**SET EXERCISE**:
Copy the lines of the records below word for word, starting at the very first line and stopping after the line that contains "(1024, 104)". Include that final line, and copy nothing past it.

Dataset records on where objects are located
━━━━━━━━━━━━━━━━━━━━━━━━━━━━━━

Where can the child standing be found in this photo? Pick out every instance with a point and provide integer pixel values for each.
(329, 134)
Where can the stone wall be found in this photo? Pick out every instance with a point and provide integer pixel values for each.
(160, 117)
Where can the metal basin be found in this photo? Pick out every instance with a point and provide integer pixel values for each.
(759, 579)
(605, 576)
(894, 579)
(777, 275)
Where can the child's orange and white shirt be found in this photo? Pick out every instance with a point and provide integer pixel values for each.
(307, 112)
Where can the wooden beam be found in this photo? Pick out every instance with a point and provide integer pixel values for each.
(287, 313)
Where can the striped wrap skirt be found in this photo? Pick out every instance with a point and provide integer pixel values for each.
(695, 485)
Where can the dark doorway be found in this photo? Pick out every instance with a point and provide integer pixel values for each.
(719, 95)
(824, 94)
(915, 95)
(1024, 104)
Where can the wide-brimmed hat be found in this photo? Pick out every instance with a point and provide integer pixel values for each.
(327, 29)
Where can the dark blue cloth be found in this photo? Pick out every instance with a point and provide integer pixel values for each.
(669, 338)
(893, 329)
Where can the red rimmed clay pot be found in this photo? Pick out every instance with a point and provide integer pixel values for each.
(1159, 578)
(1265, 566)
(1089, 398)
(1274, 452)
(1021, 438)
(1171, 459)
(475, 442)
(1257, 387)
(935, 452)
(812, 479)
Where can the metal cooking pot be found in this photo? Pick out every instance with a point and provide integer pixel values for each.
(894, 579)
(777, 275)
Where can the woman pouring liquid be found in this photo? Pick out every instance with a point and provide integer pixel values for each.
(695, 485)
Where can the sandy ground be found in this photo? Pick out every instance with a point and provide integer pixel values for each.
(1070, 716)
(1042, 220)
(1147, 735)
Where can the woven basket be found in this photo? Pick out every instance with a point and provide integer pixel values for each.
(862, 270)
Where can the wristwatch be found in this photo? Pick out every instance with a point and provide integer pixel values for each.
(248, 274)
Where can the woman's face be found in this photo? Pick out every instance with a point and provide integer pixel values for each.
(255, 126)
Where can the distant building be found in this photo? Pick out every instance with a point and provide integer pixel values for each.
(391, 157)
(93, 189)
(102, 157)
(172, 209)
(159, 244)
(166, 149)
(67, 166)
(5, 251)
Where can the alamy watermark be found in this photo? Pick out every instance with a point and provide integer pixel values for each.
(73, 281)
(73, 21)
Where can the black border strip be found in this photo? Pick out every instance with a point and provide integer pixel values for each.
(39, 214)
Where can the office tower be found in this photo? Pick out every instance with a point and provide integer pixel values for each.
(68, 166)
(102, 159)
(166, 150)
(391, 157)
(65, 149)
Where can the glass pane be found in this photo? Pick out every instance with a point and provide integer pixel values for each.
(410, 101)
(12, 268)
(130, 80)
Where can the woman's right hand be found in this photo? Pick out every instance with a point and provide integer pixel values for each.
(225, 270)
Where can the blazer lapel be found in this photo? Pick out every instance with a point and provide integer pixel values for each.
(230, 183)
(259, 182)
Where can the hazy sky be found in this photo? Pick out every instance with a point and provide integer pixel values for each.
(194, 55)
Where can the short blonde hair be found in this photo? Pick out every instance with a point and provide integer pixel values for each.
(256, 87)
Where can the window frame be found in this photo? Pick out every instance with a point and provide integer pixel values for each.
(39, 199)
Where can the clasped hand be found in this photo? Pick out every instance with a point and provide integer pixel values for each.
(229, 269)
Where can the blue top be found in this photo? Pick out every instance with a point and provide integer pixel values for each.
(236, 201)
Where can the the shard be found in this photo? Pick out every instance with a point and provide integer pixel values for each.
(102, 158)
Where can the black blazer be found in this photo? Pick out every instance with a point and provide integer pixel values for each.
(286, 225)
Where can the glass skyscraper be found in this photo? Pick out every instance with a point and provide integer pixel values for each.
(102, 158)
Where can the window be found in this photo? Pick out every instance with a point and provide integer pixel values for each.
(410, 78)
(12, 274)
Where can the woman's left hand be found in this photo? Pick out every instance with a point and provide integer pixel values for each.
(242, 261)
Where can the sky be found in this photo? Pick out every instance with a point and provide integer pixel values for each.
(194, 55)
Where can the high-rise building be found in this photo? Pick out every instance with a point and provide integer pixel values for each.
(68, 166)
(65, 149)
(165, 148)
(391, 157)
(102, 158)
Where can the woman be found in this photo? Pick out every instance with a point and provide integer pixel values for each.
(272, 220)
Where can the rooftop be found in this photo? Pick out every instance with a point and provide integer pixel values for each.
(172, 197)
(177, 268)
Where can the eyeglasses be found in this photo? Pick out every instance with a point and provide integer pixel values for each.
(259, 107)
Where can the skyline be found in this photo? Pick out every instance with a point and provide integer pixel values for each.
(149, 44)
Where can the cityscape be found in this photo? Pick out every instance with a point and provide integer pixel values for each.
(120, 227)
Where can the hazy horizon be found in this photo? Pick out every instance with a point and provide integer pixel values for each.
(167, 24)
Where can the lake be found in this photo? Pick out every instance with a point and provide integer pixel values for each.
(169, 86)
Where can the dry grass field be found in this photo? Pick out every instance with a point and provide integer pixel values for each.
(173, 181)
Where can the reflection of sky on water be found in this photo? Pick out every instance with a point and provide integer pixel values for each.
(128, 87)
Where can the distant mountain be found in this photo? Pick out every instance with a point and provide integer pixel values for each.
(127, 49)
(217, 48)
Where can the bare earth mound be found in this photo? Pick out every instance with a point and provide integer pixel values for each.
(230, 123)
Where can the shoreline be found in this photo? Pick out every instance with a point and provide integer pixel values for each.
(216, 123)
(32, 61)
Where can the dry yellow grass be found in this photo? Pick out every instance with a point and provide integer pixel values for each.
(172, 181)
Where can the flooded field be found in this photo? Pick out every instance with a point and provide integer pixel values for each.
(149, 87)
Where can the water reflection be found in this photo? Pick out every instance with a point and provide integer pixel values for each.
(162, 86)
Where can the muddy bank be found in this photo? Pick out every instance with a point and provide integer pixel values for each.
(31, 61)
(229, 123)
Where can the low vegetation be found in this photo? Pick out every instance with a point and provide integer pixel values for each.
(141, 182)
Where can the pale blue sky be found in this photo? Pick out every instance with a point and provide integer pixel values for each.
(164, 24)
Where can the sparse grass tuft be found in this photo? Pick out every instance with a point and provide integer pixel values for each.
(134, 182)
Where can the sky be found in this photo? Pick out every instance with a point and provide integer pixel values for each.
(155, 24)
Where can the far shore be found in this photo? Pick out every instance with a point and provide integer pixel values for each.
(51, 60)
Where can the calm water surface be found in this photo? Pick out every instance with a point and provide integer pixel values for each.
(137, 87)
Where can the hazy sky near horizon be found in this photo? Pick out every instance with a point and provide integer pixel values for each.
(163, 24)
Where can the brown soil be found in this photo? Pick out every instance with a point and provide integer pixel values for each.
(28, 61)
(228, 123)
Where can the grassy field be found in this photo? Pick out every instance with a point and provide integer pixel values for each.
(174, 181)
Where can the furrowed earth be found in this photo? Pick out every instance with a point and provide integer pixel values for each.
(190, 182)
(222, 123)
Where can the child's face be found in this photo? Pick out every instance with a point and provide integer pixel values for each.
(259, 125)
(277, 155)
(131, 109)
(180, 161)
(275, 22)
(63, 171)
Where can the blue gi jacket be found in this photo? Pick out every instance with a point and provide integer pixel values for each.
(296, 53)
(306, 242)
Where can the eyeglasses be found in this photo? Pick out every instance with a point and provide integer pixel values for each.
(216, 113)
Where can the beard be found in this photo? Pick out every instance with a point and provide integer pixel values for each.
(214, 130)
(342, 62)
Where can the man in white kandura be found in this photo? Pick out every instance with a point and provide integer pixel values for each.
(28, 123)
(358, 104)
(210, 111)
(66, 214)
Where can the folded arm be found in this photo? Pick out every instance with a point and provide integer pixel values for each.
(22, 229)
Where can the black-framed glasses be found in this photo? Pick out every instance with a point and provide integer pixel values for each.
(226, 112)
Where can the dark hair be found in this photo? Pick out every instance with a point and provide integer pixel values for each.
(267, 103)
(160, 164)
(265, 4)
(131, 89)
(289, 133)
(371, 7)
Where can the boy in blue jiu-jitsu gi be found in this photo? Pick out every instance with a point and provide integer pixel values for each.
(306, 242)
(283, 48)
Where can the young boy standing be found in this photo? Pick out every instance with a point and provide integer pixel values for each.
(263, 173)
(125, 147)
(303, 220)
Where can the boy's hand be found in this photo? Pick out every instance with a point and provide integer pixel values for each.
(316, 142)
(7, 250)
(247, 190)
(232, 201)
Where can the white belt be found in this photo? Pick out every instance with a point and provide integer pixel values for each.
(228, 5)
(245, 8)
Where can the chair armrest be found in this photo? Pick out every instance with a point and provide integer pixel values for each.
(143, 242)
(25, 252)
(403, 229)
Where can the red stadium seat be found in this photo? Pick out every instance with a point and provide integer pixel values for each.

━━━━━━━━━━━━━━━━━━━━━━━━━━━━━━

**ANSWER BELOW**:
Where can the child standing be found in this photo? Pick out every instance with a point and provide integer pixel values for each.
(329, 134)
Where can the stone wall be found in this photo? Pick out every instance with a point and provide integer pixel values for each.
(160, 117)
Where can the metal basin be found in this photo? Pick out every instance with a point and provide integer pixel values for each.
(759, 579)
(605, 576)
(894, 579)
(777, 275)
Where can the child's orange and white shirt be found in this photo? Pick out every instance with a point and provide integer pixel values for each.
(307, 112)
Where can the wooden beam be found in this photo? Pick out every instance with a point and provide integer pixel values for each.
(287, 313)
Where can the striped wrap skirt be found in this photo? Pick out every instance with a point and provide integer pixel values for each.
(695, 485)
Where can the dark doorway be found in this photo? Pick out every instance with a point and provide integer pixel values for each.
(719, 95)
(824, 94)
(915, 95)
(1024, 104)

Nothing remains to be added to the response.